**Work instructions**: Of the lines below, report only those that contain "roof".

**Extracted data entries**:
%%

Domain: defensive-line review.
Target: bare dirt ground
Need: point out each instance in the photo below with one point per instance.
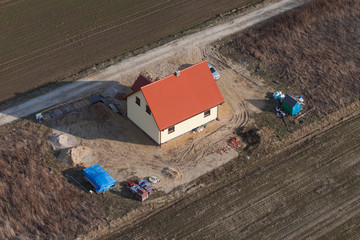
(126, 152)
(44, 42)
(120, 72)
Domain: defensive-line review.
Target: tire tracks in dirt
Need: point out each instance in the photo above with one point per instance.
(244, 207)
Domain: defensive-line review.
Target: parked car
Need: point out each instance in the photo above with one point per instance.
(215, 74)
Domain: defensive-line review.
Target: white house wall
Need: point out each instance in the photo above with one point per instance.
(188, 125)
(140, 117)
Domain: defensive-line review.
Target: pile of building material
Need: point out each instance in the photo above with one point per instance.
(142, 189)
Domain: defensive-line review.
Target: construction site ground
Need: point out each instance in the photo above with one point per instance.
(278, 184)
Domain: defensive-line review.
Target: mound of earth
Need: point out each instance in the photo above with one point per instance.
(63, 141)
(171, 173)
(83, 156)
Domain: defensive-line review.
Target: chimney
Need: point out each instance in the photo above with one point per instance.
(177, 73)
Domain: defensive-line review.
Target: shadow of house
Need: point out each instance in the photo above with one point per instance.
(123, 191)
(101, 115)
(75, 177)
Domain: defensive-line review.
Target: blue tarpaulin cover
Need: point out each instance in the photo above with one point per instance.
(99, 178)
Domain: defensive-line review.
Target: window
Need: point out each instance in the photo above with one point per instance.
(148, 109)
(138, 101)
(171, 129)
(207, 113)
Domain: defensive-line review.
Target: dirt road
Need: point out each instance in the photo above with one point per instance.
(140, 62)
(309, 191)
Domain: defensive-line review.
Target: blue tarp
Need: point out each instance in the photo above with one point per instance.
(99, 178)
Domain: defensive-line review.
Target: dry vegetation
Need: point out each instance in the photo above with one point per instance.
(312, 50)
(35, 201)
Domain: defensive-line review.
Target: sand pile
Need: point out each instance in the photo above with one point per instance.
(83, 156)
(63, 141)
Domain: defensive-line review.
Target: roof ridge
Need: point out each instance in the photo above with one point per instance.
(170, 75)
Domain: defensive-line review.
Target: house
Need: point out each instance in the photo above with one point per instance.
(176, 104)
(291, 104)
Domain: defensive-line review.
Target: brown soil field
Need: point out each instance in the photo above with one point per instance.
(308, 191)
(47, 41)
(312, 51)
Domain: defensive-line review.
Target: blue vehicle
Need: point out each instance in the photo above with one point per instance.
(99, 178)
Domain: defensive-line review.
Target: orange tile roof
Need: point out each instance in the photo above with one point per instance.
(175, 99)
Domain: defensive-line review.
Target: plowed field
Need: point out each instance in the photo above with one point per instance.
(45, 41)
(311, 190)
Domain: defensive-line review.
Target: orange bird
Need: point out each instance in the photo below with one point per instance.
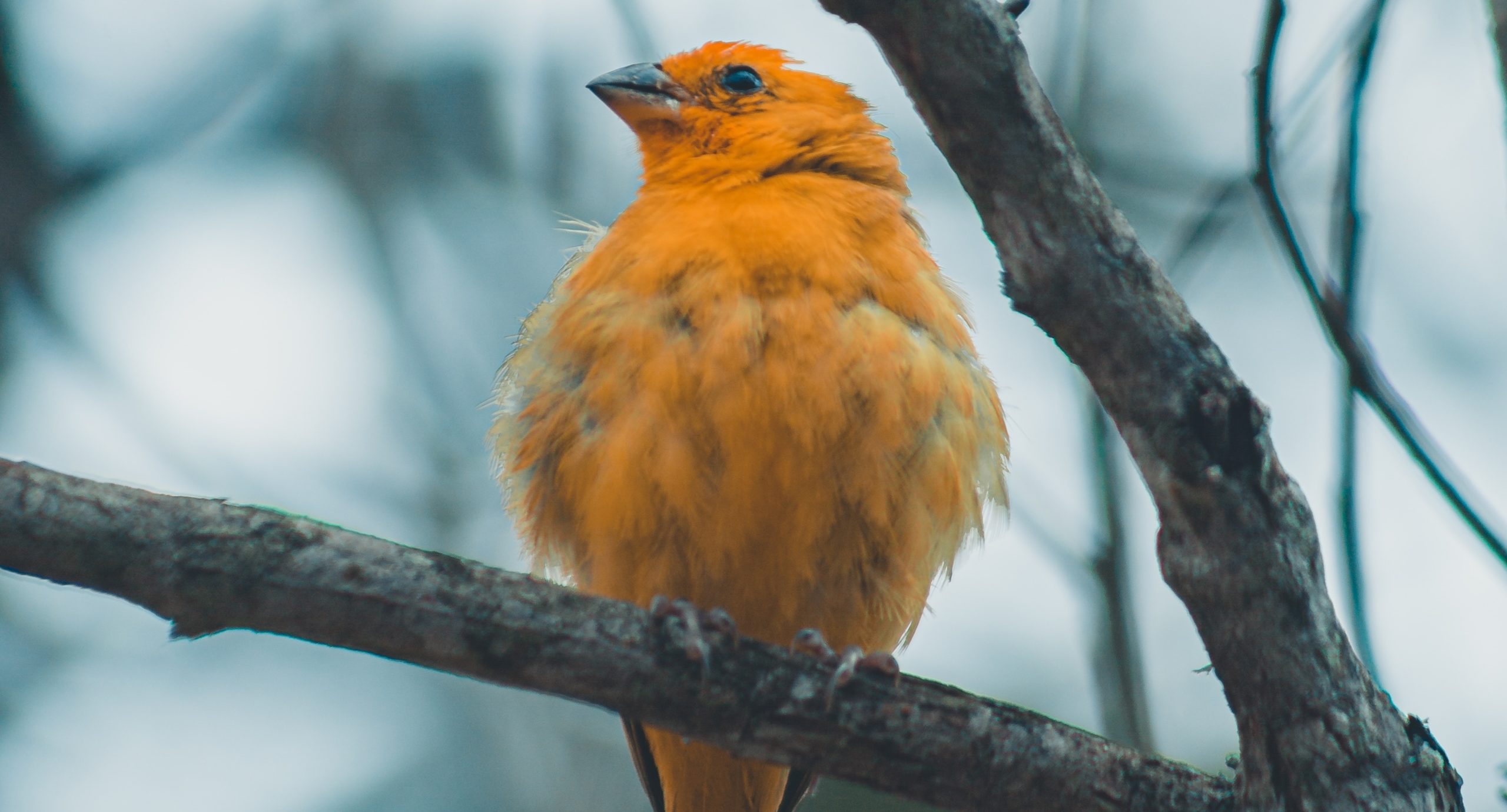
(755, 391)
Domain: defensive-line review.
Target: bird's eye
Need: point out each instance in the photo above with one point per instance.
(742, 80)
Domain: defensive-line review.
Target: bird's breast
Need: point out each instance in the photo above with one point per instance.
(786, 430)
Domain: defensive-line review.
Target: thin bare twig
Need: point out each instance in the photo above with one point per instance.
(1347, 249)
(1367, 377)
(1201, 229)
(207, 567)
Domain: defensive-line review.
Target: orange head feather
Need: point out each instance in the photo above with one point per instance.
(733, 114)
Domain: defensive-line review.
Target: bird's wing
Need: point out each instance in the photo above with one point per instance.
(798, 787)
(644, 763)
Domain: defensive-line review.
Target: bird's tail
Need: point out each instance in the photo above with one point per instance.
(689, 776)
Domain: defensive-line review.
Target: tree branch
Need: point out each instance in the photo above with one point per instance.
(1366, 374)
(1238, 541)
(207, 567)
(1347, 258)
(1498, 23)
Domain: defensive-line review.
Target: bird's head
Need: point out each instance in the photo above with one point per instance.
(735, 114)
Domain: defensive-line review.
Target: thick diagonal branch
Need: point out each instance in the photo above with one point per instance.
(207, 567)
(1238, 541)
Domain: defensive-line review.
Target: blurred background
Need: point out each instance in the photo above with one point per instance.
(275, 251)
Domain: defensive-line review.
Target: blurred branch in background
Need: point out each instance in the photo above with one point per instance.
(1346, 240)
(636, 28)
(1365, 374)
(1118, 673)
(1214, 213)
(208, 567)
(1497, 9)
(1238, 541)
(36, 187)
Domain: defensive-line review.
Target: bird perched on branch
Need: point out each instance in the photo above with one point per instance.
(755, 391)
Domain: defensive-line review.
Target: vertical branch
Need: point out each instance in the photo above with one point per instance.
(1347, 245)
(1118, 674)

%%

**Result of this task**:
Target: roof ridge
Target: orange tile roof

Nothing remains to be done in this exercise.